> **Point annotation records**
=-=-=
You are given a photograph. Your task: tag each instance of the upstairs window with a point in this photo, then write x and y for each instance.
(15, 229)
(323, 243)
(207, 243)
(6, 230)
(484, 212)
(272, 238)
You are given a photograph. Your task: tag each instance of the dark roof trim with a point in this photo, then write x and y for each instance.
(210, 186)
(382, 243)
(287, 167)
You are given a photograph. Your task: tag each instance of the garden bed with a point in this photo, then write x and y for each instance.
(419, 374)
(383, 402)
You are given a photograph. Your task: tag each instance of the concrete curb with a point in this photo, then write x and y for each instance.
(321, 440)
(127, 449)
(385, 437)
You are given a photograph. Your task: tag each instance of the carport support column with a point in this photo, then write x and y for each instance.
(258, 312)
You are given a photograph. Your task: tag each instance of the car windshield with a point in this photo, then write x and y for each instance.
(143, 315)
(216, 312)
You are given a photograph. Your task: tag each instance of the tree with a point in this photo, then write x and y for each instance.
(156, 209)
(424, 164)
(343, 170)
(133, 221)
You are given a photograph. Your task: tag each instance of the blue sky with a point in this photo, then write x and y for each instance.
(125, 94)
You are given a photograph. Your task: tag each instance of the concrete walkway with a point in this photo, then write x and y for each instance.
=-=-=
> **Your objective**
Please copy every one of the records above word for word, keeping their lines in the same order.

> **Complete response**
You are given a photograph. Your task: tag each instance of the upstairs window with a point in this photo, then write x and y for each instance.
(15, 229)
(323, 243)
(207, 243)
(6, 230)
(484, 212)
(272, 238)
You are given a photograph. Your task: tag each instance of the dark roof trim with a point in this photo, then write x and y for each instance.
(210, 186)
(382, 243)
(287, 167)
You are given a photograph. Your task: tag each instance of the garden bed with a point in this photo, then write x and y for each instance.
(419, 374)
(383, 402)
You are given a photograph. Your task: tag each instance of the concrete curb with a point in this photo, then write x and y for each instance.
(321, 440)
(127, 449)
(385, 437)
You are given a photograph. Your task: tag each instance of the carport support column with a point in this photo, then write x and y for each instance.
(258, 312)
You are given a photograph. Your task: tag each instance of the car windshield with a point in this photo, then write x and y for each instance.
(143, 315)
(216, 312)
You are given a photograph. Your task: tag each instance of the tree with a point in this photo, then write x and y for each instance.
(156, 209)
(424, 164)
(343, 170)
(133, 221)
You are given a photograph. Your task: tag each instance of the blue sky with a point in this photo, then write x and y for each instance.
(125, 94)
You are given a photograph. Your task: tag each instance of the concrete walkway with a point in this photo, then write x and y for each instance.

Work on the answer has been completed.